* begin Quoted text *
In the new statement, banks also referred to a study by economist Andrew Negrinis, who studied at Stanford. According to his estimate, if stablecoin yields start actively pulling funds from deposits, the volume of lending to consumers, small businesses, and farmers could decrease by more than 20%.
At the same time, White House economists stated back in April that banning stablecoin yields could increase bank lending by only $2.1 billion, which corresponds to an increase of about 0.02%.
Banks Demand to Close the ‘Loophole’ in the Law
The main complaints from banks concern section 404 in the current version of the CLARITY Act. According to financial organizations, the current text essentially allows crypto platforms to pay users yields bypassing traditional banking restrictions.
Banking associations call this a serious loophole and say it must be closed.
They also reported that in the coming days they will submit their proposals to lawmakers to tighten the bill’s text.
* end Quoted text *
--- Stated exercise A ---
Find every line in the entries below that has the word "black" in it, and copy each of those lines.
* begin Dataset entries *
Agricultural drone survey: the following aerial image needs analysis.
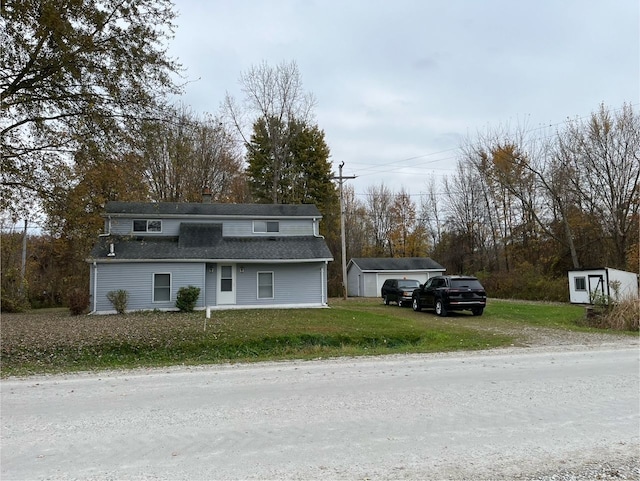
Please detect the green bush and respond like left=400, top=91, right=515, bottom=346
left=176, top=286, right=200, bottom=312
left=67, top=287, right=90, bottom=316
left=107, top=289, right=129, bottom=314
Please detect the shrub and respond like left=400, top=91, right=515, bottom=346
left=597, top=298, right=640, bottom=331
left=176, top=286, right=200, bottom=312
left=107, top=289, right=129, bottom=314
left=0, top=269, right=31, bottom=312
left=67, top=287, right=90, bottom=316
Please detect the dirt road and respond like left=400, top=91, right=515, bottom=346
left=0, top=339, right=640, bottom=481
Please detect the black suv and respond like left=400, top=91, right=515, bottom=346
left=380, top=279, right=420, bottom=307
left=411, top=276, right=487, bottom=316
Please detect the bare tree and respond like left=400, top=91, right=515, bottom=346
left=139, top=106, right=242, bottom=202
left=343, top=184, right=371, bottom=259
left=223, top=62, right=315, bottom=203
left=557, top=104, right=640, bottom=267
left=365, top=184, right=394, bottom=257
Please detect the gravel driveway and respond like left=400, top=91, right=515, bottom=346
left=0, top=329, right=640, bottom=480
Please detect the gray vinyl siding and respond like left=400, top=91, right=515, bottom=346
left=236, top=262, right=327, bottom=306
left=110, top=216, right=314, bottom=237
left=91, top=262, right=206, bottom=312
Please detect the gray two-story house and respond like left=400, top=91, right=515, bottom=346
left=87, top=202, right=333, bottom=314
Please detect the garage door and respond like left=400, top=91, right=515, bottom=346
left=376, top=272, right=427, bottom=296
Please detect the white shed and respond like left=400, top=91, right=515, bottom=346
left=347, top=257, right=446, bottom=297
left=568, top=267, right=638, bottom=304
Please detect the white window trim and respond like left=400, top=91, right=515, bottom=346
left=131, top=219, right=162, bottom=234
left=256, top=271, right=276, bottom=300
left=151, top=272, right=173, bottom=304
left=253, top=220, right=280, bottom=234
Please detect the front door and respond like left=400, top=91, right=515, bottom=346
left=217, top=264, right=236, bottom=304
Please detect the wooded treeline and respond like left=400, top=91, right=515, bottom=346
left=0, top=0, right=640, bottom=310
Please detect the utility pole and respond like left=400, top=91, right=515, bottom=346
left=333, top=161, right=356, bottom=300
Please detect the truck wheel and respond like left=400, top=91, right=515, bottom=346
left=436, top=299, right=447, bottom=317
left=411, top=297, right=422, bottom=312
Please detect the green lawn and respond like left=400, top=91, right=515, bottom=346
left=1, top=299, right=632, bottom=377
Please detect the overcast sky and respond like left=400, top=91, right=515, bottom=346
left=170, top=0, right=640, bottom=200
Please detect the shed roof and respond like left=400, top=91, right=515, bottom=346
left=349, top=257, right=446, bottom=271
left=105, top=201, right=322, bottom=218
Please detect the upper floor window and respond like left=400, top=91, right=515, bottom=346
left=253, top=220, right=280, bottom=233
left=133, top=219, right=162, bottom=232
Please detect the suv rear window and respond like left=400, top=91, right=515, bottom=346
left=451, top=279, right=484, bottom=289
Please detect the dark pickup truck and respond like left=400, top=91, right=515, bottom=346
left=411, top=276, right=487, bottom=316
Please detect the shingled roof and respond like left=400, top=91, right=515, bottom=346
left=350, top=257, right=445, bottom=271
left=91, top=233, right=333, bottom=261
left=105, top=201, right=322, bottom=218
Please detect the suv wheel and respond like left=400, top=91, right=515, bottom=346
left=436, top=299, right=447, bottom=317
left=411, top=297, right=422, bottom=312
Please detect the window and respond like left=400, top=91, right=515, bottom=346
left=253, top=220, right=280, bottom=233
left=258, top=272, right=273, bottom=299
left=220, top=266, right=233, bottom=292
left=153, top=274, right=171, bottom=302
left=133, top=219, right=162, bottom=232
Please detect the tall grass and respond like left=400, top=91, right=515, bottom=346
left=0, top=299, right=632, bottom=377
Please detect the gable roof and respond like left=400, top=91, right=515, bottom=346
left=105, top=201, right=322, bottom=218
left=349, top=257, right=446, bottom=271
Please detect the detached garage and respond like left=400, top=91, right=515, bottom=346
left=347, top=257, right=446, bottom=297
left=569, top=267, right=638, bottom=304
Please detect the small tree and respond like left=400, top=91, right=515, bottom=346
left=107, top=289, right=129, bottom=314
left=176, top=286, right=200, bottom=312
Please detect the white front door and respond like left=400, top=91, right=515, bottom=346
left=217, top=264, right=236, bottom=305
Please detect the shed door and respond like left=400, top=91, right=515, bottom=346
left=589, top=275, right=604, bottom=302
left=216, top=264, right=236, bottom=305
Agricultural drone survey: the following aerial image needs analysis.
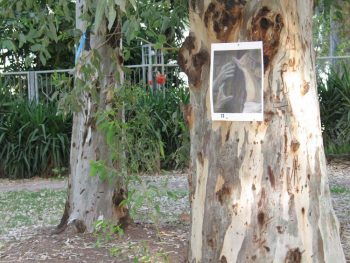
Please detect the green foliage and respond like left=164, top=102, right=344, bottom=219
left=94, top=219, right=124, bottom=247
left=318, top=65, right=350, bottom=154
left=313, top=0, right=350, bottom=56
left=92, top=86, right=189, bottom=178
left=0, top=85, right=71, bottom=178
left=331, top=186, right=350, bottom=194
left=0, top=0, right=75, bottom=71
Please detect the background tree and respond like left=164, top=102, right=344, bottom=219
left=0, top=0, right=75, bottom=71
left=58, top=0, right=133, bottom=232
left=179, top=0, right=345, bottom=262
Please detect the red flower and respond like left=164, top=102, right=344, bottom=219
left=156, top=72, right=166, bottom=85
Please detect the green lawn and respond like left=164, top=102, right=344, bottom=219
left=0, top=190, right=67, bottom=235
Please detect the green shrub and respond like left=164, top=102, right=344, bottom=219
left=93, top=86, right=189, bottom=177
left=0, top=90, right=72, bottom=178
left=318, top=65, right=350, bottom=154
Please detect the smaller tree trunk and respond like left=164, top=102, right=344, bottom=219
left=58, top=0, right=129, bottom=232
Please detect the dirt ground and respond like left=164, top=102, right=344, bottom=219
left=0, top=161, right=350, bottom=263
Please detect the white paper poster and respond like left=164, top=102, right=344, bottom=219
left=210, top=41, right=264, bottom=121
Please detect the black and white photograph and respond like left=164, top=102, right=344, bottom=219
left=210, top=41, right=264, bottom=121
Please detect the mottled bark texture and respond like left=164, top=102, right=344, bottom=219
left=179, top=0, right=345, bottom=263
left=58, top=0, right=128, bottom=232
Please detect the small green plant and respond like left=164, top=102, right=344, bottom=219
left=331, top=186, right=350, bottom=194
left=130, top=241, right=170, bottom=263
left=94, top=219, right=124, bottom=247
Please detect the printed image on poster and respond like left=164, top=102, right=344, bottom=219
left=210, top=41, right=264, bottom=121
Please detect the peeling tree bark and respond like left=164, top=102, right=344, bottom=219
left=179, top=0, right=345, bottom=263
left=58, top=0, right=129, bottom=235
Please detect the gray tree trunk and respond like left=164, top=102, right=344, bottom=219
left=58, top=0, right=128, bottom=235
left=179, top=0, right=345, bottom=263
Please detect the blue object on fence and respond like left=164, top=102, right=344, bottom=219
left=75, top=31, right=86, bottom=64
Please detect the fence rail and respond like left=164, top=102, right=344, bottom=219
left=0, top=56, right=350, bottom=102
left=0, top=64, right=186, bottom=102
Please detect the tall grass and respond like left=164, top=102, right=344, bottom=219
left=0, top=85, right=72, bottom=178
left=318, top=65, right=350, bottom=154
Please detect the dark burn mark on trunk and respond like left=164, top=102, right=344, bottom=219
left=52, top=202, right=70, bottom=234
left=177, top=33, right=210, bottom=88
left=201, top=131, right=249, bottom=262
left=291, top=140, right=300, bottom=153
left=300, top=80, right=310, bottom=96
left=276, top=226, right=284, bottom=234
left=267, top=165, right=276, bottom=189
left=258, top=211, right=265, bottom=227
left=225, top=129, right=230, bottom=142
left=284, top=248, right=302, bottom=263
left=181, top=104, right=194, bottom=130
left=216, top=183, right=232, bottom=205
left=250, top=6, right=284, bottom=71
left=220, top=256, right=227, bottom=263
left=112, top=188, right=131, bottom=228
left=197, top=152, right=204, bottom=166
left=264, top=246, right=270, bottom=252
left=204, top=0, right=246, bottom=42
* end Dataset entries *
--- Stated exercise B ---
Reproduce the whole passage about banks and stablecoin yields, word for word.

--- Exercise output A ---
Please detect the black suv and respond like left=400, top=91, right=515, bottom=346
Please detect the black and white photograph and respond like left=164, top=102, right=344, bottom=219

--- Exercise output B ---
In the new statement, banks also referred to a study by economist Andrew Negrinis, who studied at Stanford. According to his estimate, if stablecoin yields start actively pulling funds from deposits, the volume of lending to consumers, small businesses, and farmers could decrease by more than 20%.
At the same time, White House economists stated back in April that banning stablecoin yields could increase bank lending by only $2.1 billion, which corresponds to an increase of about 0.02%.
Banks Demand to Close the ‘Loophole’ in the Law
The main complaints from banks concern section 404 in the current version of the CLARITY Act. According to financial organizations, the current text essentially allows crypto platforms to pay users yields bypassing traditional banking restrictions.
Banking associations call this a serious loophole and say it must be closed.
They also reported that in the coming days they will submit their proposals to lawmakers to tighten the bill’s text.